TASK OBJECTIVE
Each line from the one with "Exercise. Point out each instance of the stacked" to the final line of the data must be reproduced exactly, and no other line may appear.

(Data records)
....

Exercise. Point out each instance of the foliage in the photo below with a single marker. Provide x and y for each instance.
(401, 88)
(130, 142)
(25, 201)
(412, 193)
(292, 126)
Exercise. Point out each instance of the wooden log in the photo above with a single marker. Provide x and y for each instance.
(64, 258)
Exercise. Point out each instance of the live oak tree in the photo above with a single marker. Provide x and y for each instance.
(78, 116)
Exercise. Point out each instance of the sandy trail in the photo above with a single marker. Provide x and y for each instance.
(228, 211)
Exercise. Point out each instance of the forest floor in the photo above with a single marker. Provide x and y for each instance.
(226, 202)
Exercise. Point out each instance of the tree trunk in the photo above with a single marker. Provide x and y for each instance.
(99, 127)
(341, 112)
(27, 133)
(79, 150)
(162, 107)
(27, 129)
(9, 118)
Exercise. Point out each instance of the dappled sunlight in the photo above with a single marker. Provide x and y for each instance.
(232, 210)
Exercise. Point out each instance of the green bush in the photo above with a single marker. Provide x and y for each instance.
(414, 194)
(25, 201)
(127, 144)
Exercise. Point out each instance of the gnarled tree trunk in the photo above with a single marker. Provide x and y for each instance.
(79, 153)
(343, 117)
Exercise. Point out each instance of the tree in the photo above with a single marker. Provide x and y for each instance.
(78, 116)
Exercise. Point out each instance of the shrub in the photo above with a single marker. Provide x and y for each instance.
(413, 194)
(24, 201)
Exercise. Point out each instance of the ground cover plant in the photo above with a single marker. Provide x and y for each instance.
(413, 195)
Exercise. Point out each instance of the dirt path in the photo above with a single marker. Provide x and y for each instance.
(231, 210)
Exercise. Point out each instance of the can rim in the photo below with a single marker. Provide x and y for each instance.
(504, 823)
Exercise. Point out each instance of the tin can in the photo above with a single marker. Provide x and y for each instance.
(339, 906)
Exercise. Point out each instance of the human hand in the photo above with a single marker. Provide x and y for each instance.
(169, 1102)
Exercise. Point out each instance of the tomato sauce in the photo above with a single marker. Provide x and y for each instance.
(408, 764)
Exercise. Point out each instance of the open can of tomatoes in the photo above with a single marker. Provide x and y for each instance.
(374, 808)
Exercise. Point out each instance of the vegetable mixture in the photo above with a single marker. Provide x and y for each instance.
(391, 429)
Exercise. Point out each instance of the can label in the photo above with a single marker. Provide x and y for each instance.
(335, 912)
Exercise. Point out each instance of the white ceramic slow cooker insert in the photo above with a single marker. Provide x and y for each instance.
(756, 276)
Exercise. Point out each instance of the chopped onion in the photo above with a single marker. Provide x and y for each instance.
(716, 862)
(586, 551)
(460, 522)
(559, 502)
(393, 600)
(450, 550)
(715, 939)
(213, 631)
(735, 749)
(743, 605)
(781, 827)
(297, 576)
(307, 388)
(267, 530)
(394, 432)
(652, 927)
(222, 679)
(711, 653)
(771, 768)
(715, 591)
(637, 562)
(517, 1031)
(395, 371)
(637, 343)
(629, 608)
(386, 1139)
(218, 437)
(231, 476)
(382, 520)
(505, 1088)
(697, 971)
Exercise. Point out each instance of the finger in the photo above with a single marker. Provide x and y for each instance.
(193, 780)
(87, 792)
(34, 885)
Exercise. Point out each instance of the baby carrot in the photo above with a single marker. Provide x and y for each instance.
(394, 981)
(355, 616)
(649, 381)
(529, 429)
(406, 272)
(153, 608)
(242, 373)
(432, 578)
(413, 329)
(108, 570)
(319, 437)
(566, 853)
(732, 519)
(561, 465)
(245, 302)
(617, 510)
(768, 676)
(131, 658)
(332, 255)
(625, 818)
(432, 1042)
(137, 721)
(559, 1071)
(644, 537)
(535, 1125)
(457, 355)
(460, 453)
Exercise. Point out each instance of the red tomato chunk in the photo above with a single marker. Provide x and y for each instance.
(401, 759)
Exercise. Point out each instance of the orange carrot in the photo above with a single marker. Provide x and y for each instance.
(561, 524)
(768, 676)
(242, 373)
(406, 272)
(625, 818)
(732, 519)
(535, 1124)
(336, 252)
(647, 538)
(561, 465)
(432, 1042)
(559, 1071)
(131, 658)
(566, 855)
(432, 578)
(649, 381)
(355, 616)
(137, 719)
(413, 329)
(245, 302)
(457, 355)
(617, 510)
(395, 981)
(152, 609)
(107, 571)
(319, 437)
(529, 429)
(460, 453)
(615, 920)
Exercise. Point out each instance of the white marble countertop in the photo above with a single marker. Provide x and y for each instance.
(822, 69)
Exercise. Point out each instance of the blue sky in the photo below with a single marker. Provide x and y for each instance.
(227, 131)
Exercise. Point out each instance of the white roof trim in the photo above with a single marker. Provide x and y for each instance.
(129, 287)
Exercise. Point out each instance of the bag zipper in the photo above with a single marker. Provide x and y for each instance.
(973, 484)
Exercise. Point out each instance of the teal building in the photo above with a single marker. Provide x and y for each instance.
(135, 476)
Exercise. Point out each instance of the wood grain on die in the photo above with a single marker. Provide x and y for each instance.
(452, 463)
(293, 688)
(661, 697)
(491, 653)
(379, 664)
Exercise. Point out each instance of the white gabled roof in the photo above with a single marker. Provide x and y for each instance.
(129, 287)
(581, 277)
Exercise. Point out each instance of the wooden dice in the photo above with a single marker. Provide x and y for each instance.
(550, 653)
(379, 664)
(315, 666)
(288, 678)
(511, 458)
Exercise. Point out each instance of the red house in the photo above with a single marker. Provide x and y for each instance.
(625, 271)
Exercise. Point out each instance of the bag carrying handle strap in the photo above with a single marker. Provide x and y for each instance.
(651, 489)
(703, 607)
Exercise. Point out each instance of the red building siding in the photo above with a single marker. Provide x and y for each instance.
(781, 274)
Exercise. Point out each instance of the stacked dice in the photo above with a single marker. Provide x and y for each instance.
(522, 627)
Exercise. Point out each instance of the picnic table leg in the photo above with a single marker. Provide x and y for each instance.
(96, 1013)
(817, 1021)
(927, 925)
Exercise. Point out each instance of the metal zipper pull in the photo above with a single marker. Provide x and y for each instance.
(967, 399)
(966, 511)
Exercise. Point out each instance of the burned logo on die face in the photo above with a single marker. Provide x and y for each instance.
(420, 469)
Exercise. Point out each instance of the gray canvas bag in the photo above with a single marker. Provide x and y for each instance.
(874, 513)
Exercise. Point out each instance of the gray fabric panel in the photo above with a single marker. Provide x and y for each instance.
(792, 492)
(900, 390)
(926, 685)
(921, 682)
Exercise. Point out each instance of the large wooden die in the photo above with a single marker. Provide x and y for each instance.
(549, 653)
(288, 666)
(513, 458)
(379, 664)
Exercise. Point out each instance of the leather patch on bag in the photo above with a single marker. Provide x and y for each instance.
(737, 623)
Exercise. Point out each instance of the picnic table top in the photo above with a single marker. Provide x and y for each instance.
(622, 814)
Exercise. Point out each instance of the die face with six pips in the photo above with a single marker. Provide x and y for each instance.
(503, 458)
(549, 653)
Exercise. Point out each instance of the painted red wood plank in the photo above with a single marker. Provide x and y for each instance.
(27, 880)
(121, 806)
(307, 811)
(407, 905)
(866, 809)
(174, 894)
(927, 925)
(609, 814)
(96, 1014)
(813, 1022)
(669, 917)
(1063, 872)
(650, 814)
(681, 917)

....

SOLUTION BELOW
Exercise. Point out each instance of the stacked dice in the photo above with a single marker. Provide x and y for each instance.
(522, 627)
Exercise. Point out each instance of the picnic table leg in the photo above with a single marker. Provide x and y for each instance.
(96, 1013)
(817, 1021)
(927, 925)
Exercise. Point out each instance of the metal zipper pull in the photo above with a single marker. Provide x and y for each instance.
(967, 399)
(966, 511)
Exercise. Point out each instance of the burned logo on die face in the photo above with a single marker. Provide x and y for each instance.
(420, 469)
Exercise. Point out each instance of the gray canvas bag in the photo above with a single marker. Provide x and y for each instance.
(874, 513)
Exercise. Point out each instance of the gray fabric panel in the photo above with a single marker. Provide x and y for each instance.
(792, 492)
(900, 390)
(926, 685)
(921, 682)
Exercise. Point out each instance of the large wooden die in the photo above with a single marker. Provide x and y for each instance.
(549, 653)
(288, 666)
(513, 458)
(379, 664)
Exercise. Point out each instance of the leather patch on bag in the photo above with a single marker. Provide x and y for each instance.
(737, 623)
Exercise. Point out each instance of the picnic table top in the photo above with a single marker. Provide x and y for each instance.
(622, 814)
Exercise. Point out each instance of the die face with six pips in the photo above with a single marker. Provide x and y for each instance.
(503, 458)
(549, 653)
Exercise. Point out each instance of the painted red wood plank in the photo above with a single marker. Provide x and y for each instance.
(27, 880)
(121, 806)
(307, 811)
(407, 905)
(866, 809)
(174, 894)
(927, 925)
(609, 814)
(96, 1014)
(813, 1022)
(669, 917)
(1063, 872)
(650, 814)
(681, 917)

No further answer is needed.